Reading text
* * * * * * *

Augmenting a Feature Set of Movies Using
              Linked Open Data

                                 Jaroslav Kuchař

       Web Intelligence Research Group, Faculty of Information Technology
         Czech Technical University in Prague, Prague, Czech Republic
                         jaroslav.kuchar@fit.cvut.cz


      Abstract. Augmenting a feature set using mappings to the Web of data
      is an up-and-coming way to enrich data in the original dataset. Those
      enrichments are valuable especially for the recent preference learning
      algorithms and recommender systems. In this paper, we describe the
      process of mapping and augmenting the movie ratings dataset Movi-
      eTweetings from the perspective of RecSysRules 2015 Challenge. The
      ad-hoc queries to DBpedia are used as an underlying concept. To the
      best of our knowledge, there is no existing mapping dataset of movies
      for MovieTweetings. We also provide a brief discussion about the benefits
      of the augmented feature set for an elementary rule-based representation
      of the user preferences.

* * * * * * *

Recorded information
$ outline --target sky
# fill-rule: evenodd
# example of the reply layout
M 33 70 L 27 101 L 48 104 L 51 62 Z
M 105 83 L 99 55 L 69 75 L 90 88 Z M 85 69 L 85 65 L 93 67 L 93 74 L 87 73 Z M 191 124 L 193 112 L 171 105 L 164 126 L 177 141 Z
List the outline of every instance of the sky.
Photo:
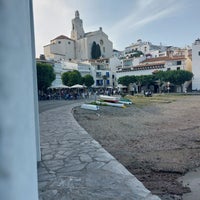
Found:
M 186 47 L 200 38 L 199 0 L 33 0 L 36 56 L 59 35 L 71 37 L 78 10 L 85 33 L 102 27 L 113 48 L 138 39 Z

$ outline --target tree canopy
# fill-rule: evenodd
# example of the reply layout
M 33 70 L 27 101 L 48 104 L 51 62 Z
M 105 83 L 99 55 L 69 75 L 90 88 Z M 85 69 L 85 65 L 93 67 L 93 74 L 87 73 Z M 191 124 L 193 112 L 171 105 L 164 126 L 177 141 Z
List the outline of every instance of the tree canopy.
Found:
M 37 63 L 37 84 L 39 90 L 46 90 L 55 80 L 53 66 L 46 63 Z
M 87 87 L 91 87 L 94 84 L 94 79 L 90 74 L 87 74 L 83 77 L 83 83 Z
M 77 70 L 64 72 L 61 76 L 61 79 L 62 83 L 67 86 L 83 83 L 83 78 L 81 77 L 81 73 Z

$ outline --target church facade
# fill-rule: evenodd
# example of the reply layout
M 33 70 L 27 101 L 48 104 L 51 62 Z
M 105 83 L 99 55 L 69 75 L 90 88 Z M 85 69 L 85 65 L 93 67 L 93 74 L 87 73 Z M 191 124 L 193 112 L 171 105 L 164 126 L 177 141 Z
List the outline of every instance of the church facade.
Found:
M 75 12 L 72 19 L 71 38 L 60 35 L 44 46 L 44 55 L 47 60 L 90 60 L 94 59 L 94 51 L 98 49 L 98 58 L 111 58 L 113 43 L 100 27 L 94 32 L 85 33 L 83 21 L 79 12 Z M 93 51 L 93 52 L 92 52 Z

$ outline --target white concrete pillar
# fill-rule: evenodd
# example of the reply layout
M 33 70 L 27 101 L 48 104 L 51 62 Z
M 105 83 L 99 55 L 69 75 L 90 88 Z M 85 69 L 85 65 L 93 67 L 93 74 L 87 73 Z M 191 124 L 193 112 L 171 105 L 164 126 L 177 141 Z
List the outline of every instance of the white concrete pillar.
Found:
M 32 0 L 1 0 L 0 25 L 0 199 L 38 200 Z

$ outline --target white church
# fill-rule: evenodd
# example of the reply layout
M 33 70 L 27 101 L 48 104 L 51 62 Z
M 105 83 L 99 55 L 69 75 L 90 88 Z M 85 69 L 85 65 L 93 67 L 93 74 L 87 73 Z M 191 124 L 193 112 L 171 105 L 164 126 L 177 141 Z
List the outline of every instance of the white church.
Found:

* * * * * * *

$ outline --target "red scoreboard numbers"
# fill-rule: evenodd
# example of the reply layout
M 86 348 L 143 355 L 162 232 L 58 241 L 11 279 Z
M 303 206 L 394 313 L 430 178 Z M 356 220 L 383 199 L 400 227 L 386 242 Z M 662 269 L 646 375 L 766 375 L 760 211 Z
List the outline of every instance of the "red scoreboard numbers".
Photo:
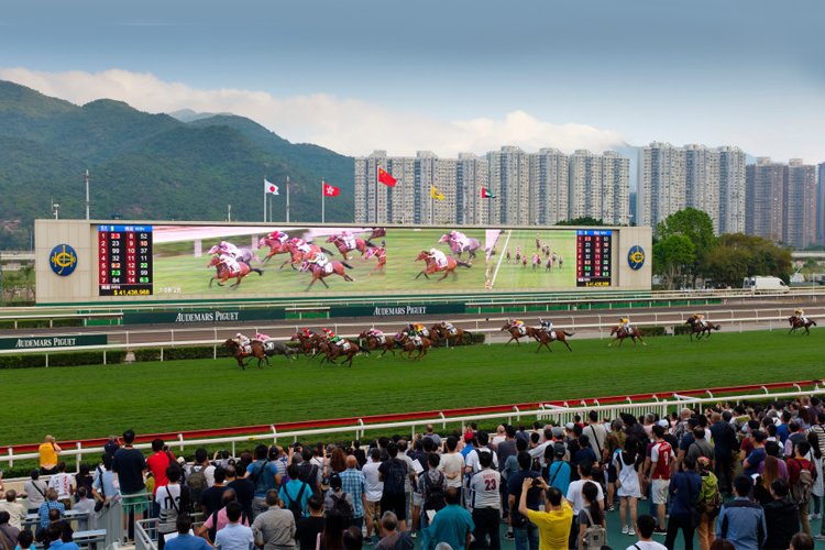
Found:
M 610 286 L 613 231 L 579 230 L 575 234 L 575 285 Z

* * * * * * *

Written request 1
According to the abstract, what serves as the underlying concept for mapping the dataset?
Written request 2
Copy a passage of the abstract, beginning at the words that have "Abstract. Augmenting a" and stopping after "the user preferences.", and substitute "Wikidata" for "DBpedia".
The listing comes from a different source than the abstract.

Response 1
Ad-hoc queries to DBpedia.

Response 2
Abstract. Augmenting a feature set using mappings to the Web of data
      is an up-and-coming way to enrich data in the original dataset. Those
      enrichments are valuable especially for the recent preference learning
      algorithms and recommender systems. In this paper, we describe the
      process of mapping and augmenting the movie ratings dataset Movi-
      eTweetings from the perspective of RecSysRules 2015 Challenge. The
      ad-hoc queries to Wikidata are used as an underlying concept. To the
      best of our knowledge, there is no existing mapping dataset of movies
      for MovieTweetings. We also provide a brief discussion about the benefits
      of the augmented feature set for an elementary rule-based representation
      of the user preferences.